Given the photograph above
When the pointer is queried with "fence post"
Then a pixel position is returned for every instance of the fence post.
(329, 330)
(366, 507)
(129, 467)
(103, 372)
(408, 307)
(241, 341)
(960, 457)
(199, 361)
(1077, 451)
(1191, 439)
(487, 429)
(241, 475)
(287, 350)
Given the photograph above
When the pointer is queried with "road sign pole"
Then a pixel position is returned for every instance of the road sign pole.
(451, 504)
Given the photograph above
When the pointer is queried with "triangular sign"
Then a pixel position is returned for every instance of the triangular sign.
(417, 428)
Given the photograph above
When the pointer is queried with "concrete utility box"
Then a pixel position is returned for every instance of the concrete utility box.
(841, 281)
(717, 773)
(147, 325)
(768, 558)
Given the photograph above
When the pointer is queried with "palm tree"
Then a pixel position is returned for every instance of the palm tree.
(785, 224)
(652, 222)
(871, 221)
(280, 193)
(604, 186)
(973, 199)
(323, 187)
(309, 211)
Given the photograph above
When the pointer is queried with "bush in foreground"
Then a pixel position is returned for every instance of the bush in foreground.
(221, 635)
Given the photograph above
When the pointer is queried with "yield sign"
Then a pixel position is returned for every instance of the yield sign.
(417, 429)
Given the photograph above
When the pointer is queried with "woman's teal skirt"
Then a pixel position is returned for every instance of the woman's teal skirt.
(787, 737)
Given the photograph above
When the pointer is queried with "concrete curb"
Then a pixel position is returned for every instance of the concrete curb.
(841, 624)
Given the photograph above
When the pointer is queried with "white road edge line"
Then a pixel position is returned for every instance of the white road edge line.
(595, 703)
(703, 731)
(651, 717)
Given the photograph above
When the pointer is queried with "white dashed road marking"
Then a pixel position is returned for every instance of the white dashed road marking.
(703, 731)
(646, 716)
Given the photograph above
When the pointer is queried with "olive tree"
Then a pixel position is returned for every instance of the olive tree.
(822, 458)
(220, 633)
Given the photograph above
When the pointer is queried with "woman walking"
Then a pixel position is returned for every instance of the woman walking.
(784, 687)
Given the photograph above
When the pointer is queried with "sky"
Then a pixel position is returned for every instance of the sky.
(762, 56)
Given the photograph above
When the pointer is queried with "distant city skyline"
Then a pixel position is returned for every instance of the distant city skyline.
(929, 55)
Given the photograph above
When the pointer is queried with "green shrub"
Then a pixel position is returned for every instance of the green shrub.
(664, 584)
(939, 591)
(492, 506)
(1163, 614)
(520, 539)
==
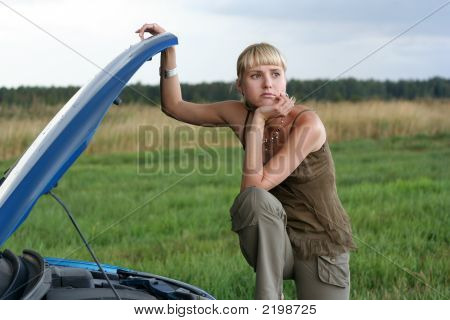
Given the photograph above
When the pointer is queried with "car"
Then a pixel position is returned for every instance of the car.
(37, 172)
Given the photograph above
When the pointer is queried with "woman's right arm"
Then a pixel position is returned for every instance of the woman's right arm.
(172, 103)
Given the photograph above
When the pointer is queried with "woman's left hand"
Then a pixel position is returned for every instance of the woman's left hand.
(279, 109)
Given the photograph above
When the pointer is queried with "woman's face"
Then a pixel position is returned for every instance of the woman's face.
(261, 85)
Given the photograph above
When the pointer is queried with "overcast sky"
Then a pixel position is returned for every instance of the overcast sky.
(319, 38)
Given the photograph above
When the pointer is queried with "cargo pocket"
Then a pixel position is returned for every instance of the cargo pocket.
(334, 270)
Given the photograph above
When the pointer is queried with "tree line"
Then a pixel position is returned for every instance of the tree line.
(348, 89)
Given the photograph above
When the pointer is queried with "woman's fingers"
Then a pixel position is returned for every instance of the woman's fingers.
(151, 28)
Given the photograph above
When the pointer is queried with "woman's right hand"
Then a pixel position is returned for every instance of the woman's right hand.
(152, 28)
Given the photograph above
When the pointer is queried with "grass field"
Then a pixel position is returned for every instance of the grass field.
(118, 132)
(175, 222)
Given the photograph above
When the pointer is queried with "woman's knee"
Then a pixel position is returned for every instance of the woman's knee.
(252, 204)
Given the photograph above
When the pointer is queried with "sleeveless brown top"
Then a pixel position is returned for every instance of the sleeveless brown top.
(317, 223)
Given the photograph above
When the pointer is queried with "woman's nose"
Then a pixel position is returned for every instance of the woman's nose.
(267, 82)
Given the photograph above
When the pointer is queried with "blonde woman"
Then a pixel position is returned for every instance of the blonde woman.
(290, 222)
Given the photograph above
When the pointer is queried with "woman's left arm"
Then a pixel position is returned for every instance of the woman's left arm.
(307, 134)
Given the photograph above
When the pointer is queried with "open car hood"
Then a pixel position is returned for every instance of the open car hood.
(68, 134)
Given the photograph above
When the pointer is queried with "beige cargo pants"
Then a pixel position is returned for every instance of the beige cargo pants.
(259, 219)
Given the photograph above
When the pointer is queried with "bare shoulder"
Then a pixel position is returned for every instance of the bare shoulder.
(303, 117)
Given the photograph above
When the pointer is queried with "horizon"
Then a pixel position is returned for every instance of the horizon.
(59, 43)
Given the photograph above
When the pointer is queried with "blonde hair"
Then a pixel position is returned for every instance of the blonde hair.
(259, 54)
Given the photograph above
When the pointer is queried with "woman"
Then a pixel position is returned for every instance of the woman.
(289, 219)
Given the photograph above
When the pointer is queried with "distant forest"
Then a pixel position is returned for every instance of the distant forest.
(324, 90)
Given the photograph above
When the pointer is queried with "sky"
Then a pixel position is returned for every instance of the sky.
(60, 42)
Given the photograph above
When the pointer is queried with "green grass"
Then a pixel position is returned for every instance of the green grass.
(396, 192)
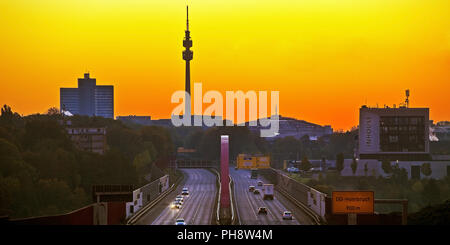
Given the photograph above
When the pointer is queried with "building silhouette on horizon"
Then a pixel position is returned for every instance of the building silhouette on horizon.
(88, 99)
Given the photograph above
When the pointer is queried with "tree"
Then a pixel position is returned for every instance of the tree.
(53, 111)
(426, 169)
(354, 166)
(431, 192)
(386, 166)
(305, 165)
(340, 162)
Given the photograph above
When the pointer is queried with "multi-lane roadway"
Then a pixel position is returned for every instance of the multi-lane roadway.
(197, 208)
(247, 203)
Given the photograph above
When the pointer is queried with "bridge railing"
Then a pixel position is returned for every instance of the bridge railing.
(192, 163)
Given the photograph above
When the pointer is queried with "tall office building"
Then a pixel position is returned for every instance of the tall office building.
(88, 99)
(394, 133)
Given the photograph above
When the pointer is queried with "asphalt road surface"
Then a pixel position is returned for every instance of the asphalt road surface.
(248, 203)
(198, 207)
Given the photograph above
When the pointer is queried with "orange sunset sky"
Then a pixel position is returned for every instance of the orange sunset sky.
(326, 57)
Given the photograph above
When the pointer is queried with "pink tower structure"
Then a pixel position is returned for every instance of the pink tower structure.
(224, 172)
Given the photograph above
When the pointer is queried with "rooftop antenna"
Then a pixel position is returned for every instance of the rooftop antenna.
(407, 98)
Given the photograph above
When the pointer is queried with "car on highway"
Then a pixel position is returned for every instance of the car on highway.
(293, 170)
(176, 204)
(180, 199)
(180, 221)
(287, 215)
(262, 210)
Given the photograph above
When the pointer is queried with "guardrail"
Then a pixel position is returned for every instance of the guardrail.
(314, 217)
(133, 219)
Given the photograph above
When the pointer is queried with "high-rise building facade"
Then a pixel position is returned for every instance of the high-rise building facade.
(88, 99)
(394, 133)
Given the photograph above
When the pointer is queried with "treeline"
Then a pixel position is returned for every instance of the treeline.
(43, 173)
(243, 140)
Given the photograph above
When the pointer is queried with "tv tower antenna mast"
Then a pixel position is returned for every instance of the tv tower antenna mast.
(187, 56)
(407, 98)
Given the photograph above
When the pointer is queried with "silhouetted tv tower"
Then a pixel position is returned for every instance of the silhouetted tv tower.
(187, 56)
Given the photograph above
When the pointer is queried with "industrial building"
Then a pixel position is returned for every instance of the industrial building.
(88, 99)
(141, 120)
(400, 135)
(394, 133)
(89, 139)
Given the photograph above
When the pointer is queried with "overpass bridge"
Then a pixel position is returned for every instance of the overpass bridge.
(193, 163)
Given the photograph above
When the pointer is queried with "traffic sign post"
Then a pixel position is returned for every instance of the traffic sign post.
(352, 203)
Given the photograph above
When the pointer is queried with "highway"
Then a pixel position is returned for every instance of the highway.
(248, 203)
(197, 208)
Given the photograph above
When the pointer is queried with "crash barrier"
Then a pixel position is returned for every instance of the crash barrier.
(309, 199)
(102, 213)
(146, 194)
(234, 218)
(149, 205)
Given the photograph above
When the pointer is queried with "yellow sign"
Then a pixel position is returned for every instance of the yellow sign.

Problem details — Please pull out every line of the records above that contains the word "silhouetted", with case counting.

Answer in full —
When the pointer is queried with "silhouetted tv tower"
Then a pixel position is returned for every instance of the silhouetted tv tower.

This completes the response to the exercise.